● **What you are asked to do**:
In the text on ownership and money below, what does money serve as a tool of?

If you make a movie, you have exclusive ownership of that movie and nobody else can simply take it from you. However if someone else makes that exact same movie -- and I mean without stealing or copying your work but actually honestly laboring to produce it fully and earning the product of their labor -- they have just as much ownership of what they have produced as you do.


You have exclusive ownership of the film roll or tape or whatever, but the idea itself? Why?

I'm not sure what you mean by "the idea itself".

"So you think that money is the root of all evil? Have you ever asked what is the root of money? Money is a tool of exchange, which can't exist unless there are goods produced and men able to produce them. Money is the material shape of the principle that men who wish to deal with one another must deal by trade and give value for value. Money is not the tool of the moochers, who claim your product by tears, or of the looters, who take it from you by force. Money is made possible only by the men who produce. Is this what you consider evil?

When you accept money in payment for your effort, you do so only on the conviction that you will exchange it for the product of the effort of others. It is not the moochers or the looters who give value to money. Not an ocean of tears not all the guns in the world can transform those pieces of paper in your wallet into the bread you will need to survive tomorrow. Those pieces of paper, which should have been gold, are a token of honor--your claim upon the energy of the men who produce. Your wallet is your statement of hope that somewhere in the world around you there are men who will not default on that moral principle which is the root of money, Is this what you consider evil?

Have you ever looked for the root of production? Take a look at an electric generator and dare tell yourself that it was created by the muscular effort of unthinking brutes. Try to grow a seed of wheat without the knowledge left to you by men who had to discover it for the first time. Try to obtain your food by means of nothing but physical motions--and you'll learn that man's mind is the root of all the goods produced and of all the wealth that has ever existed on earth.

(Saved data entries)
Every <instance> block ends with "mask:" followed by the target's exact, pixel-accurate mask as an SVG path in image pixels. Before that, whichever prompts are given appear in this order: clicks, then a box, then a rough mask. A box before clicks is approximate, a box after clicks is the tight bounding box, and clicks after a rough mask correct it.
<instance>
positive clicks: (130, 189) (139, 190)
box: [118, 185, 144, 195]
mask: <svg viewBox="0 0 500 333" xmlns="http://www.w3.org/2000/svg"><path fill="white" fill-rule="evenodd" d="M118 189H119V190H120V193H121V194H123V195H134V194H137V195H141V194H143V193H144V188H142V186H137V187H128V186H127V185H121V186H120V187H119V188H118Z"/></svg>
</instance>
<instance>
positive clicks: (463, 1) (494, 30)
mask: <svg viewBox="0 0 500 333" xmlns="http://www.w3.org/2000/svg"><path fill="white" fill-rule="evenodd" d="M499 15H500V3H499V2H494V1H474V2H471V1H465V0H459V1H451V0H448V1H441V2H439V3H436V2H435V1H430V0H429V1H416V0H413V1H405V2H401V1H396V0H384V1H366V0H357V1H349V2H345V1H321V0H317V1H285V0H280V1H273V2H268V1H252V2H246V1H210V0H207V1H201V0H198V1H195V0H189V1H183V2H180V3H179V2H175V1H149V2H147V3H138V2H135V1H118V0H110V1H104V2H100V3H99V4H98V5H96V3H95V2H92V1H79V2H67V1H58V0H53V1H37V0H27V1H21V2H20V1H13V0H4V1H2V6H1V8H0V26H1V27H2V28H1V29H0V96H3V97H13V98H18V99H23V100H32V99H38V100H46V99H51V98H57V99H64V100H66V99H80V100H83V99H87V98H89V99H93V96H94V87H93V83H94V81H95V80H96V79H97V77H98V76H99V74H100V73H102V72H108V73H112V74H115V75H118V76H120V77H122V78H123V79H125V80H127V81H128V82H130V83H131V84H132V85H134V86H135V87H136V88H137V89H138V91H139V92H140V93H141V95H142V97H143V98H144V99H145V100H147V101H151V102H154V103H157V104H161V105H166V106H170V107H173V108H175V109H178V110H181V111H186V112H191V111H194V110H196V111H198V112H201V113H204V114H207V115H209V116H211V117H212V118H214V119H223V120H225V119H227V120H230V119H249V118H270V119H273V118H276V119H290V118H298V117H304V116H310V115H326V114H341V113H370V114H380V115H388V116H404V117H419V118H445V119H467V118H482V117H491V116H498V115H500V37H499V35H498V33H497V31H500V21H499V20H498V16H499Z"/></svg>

● **The completed task**:
Money is a tool of exchange.